§ WHAT IS NEEDED:
The data below is to be transcribed word for word; pictures are to be excluded.

(Records from a data source)
########

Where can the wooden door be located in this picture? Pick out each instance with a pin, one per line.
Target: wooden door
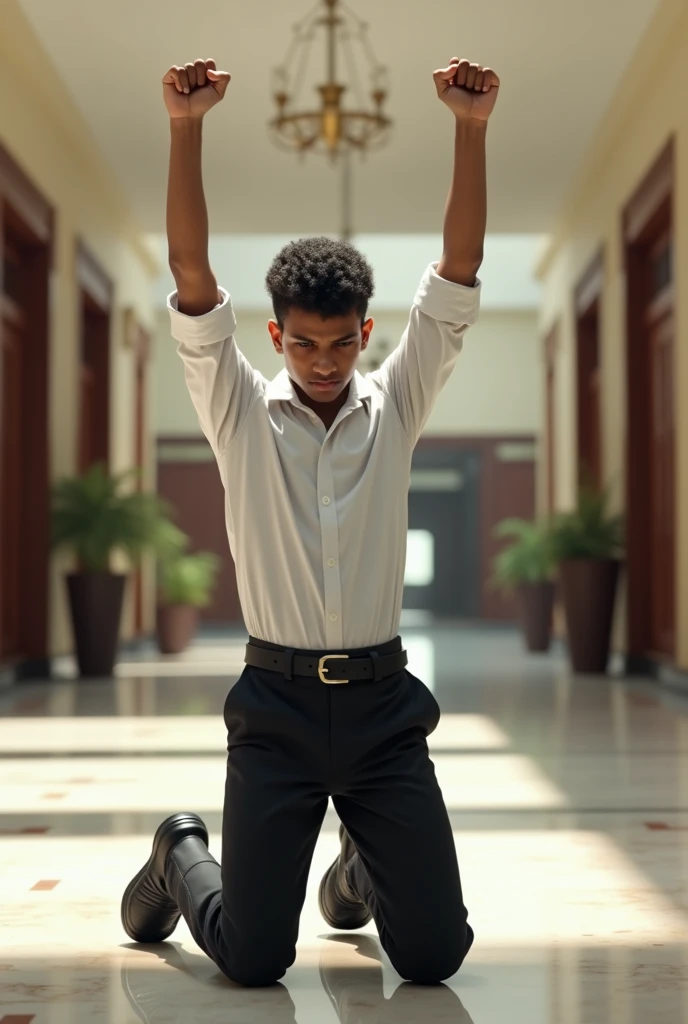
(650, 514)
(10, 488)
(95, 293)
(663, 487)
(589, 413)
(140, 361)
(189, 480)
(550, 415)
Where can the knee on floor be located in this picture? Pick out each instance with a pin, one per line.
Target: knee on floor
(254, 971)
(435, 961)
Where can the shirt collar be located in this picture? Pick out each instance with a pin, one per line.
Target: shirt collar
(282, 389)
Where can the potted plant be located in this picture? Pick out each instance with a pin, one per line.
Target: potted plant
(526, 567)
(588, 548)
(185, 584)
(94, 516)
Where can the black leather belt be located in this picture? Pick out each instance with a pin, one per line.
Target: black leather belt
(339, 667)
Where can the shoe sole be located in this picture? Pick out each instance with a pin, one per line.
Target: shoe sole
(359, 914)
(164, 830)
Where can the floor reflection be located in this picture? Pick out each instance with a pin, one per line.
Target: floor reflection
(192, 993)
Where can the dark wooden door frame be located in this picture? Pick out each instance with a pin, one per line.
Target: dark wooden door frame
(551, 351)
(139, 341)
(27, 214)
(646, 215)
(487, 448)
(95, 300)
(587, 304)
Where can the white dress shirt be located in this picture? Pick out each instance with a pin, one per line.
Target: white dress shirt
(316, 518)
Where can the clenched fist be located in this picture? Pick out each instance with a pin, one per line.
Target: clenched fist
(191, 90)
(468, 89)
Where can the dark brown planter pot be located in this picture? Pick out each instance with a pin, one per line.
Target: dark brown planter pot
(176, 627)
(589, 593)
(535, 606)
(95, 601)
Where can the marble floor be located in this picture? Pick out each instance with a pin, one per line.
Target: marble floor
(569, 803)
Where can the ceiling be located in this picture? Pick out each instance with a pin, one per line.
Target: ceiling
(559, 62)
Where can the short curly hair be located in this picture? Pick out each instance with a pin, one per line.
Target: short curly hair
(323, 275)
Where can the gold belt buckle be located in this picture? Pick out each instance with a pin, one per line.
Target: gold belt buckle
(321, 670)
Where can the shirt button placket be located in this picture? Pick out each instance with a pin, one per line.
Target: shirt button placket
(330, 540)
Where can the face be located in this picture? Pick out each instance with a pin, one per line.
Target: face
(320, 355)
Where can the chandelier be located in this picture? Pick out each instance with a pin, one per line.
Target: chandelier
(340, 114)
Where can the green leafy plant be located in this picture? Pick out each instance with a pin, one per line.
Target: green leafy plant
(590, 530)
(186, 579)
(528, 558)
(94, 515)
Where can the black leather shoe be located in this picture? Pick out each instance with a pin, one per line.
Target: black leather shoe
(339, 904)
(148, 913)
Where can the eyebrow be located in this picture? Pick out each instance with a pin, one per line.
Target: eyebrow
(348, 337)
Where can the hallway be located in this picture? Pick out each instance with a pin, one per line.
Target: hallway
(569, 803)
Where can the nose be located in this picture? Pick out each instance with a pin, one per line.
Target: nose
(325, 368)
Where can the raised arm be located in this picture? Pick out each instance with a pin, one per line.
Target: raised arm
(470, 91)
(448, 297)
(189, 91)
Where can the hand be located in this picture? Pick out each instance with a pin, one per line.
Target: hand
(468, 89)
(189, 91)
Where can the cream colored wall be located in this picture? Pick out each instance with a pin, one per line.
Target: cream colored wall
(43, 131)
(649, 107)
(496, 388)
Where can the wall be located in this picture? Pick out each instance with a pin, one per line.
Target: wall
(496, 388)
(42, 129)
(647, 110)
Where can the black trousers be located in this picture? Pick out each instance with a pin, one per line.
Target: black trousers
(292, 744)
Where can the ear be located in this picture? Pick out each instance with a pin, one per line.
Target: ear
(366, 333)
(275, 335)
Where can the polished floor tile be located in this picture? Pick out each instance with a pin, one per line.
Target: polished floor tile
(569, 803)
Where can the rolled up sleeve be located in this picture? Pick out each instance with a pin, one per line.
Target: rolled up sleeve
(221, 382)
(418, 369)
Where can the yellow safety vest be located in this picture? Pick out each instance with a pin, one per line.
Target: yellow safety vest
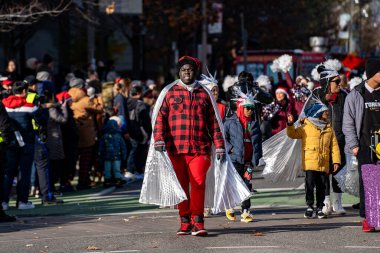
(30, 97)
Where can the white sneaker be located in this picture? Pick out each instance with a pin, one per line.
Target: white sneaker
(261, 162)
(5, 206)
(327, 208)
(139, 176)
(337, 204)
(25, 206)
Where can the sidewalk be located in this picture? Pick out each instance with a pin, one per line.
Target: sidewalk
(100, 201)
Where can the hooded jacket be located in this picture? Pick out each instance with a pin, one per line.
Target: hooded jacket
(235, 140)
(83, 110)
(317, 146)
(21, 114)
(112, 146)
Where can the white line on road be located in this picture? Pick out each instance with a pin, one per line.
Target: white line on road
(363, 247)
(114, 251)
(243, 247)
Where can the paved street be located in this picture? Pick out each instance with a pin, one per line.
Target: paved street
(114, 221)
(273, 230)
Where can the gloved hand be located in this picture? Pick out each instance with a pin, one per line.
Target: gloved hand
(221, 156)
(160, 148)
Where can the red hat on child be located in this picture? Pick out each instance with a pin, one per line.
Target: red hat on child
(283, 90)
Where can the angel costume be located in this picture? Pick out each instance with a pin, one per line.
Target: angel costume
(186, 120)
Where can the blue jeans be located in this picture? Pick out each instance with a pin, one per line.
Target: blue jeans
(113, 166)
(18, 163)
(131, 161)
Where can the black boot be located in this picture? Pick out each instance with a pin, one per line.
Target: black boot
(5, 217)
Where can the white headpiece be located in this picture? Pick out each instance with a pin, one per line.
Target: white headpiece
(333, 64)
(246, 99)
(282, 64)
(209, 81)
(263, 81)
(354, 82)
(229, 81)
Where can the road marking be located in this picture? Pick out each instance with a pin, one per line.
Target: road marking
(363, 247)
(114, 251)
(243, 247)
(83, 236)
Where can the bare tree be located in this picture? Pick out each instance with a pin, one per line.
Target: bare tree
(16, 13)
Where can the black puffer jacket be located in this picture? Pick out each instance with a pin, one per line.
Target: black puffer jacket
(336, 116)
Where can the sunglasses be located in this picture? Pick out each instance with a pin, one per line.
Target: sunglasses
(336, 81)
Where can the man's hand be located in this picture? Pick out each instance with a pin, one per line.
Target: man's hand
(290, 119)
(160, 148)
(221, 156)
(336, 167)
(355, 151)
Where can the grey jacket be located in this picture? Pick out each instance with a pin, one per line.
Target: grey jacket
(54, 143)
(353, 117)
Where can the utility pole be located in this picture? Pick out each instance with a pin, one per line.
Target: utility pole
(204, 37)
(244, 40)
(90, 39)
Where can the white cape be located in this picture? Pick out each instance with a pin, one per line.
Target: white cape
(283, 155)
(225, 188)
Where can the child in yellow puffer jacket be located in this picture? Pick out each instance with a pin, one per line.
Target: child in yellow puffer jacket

########

§ RESULT OF THE EXERCISE:
Where can the wooden door be located in this picture? Pick out each instance with a pin, one per line.
Target: wooden door
(650, 514)
(10, 488)
(95, 293)
(663, 487)
(589, 413)
(140, 361)
(189, 480)
(550, 415)
Where can the knee on floor be located in this picture? Pick out each instance with a pin, one per line.
Target: knee on floor
(254, 971)
(435, 961)
Where can the shirt collar be located in this picture? Pick out each instance with a pin, one per line.
Target: shirt collar
(282, 389)
Where can the potted plant be located in this picture? Pick out each instance with a pin, one per line.
Target: potted plant
(526, 567)
(588, 548)
(185, 584)
(94, 516)
Where can the black leather belt be located in this picture? Pick out each instance with a pin, one per line.
Target: black leather belt
(339, 667)
Where can the shoe sole be located in this picture? Pick out each instance with a pin, one per line.
Target: shoe sole
(359, 914)
(164, 830)
Where can the floor reflection be located in this picture? Pick out each instance with a pin, one per line.
Target: floor reflection
(192, 993)
Where can the dark wooden door frame be located in this picture? Pick out each instance with a pin, one per line.
Target: dark wooden door frame
(551, 351)
(139, 341)
(27, 214)
(646, 215)
(487, 448)
(95, 300)
(587, 304)
Where can the white dress shirt be located in this picture? Pick out each instance with a pin, one per line.
Target: white dress shirt
(316, 518)
Where can the clenched fist be located in this picture? Pick out each instance with a pin, one per line.
Target: clenched fist
(191, 90)
(468, 89)
Where can the dark brown planter pot be located in this picture? Pick out each instance with a pin, one per line.
Target: dark brown planter pot
(176, 627)
(589, 593)
(535, 606)
(95, 601)
Where can the marble floor be located in this picture? Pick out each instance with a pin, one per line.
Target: marble floor
(569, 803)
Where can the ceiling be located in this picture? Pick out each instance with a pin, one per line.
Target: ceiling
(559, 62)
Where can the short curly hair be located in this picture? Pick out each instance with a pin, one per line.
Target: short curly hair
(323, 275)
Where can the gold belt buckle be located in this picture? Pick out each instance with a pin, one per line.
Target: gold belt buckle
(321, 670)
Where can the shirt button placket be located in this picture? Pick out each instance with a pin, one per line.
Target: shirt button placket
(330, 540)
Where can the face be located in this picture? Pick out each instance with a pin, one per line.
Target: face
(320, 355)
Where can the chandelier be located in this picture? Pick out each instance with a pin, one per line.
Target: chandelier
(340, 114)
Where can the green leafy plant be located in this picture? Pick out each instance with a pin, one per line.
Target: green leafy plant
(590, 530)
(186, 579)
(528, 558)
(94, 515)
Where can the black leather shoe be located in this picture? Pick out each instance with a pin, one per line.
Target: black leather shoe
(339, 904)
(148, 913)
Where can the eyebrow be located in this picture? Pick out each instance with a pin, one per line.
Target: eyebrow
(348, 337)
Where can the hallway be located in this picture? Pick out each instance with a pin, one per line.
Target: hallway
(569, 803)
Where can the nose be located in this picture? Pick out each instance with a pin, one per line.
Target: nose
(325, 368)
Where can the raised arm be located in this picture? Pick out each instance with a pin, one per line.
Target: raised arm
(470, 91)
(448, 297)
(189, 91)
Where can the hand be located in this picture? Pick out each instance with a pin, one per line.
Target: hand
(468, 89)
(189, 91)
Where can the cream colored wall be located in this picture? Pick out each instance with a pin, one per line.
Target: cream colored wall
(43, 131)
(649, 107)
(496, 388)
Where can the wall be located in this picture? Pick out each instance with a pin, one per line.
Target: wall
(496, 388)
(42, 129)
(647, 110)
Where can the black trousers be located in this picture? Pick out each instance with a pin, one per line.
Target: black trousers
(292, 744)
Where can the ear be located in this picture? Pick out each instance with a pin, one per line.
Target: ear
(366, 333)
(275, 335)
Where can the polished floor tile be located in this picture? Pick out each instance with a pin, one per line.
Target: polished floor tile
(569, 803)
Where can the rolled up sleeve be located in this picture? Pick out each instance with a pin, one per line.
Target: rolled up sleeve
(221, 382)
(418, 369)
Where can the yellow safety vest be located in this picture? Pick out each instance with a pin, one per line.
Target: yellow safety vest
(30, 97)
Where can the white sneaker be located in this picture? Pick out each instance with a pin, one per line.
Target: white sneaker
(261, 162)
(5, 206)
(327, 208)
(139, 176)
(337, 204)
(25, 206)
Where can the sidewalk be located in this picture? Pick out each instance with a pin, one per line.
Target: sidewalk
(100, 201)
Where can the hooded jacket be located in this picture? Pick out each instance with a pin, one per line.
Target: hooded jacket
(235, 140)
(83, 110)
(317, 146)
(21, 114)
(112, 146)
Where can the white line on road be located in this picture? Pick out each instance with a pin, one per line.
Target: white line on road
(363, 247)
(114, 251)
(243, 247)
Where can the paved street be located in this picture? Pick out each instance with a pin, one per line.
Target: paved street
(114, 221)
(273, 230)
Where can the gloved hand be located in this picture? Pick out each instance with a pin, one per line.
Target: gloved hand
(221, 156)
(160, 148)
Where can the red hat on child be located in this picture? Pick out each instance with a pin, one per line.
Target: red hat on child
(283, 90)
Where can the angel costume be located in this picture? Pick out each instance with a pin, one per line.
Target: angel costume
(186, 120)
Where can the blue jeans be located in this picture? Pick out each instance with a pin, one per line.
Target: blue jeans
(113, 166)
(18, 163)
(131, 161)
Where can the black boot be located in this picture? Pick out each instance with a pin, one per line.
Target: black boot
(5, 217)
Where can the white headpiece be located in this picture? Pick out each instance with a pin, one per line.
Target: white headpiece
(333, 64)
(246, 99)
(282, 64)
(209, 81)
(263, 81)
(354, 82)
(229, 81)
Where can the road marking be located in this picture? Pick out each instance with a pin, one per line.
Target: road marking
(363, 247)
(114, 251)
(243, 247)
(83, 236)
Where can the bare tree be located in this picture? Pick out each instance with a pin, one per line.
Target: bare tree
(16, 13)
Where can the black puffer jacket be located in this picture? Pick out each instance with a pin, one per line.
Target: black puffer jacket
(336, 116)
Where can the sunglasses be located in this picture? Pick out each instance with a pin, one per line.
Target: sunglasses
(336, 81)
Where can the man's hand be located in this picture? Pick out each instance with a pin, one per line.
Target: man's hand
(290, 119)
(160, 148)
(221, 156)
(336, 167)
(355, 151)
Where can the grey jacket be located in this picture? Pick out each instance with a pin, one per line.
Target: grey jacket
(54, 143)
(353, 117)
Where can the utility pole be located in this picture? Pick out each instance with a pin, one per line.
Target: utility pole
(204, 37)
(244, 40)
(90, 39)
Where can the white cape be located in this picture? Pick out each instance with a pin, one per line.
Target: white cape
(283, 155)
(225, 188)
Where can the child in yellow puffer jacket be located in this picture? Pick out each instance with a pin, one per line.
Target: child in yellow puffer jacket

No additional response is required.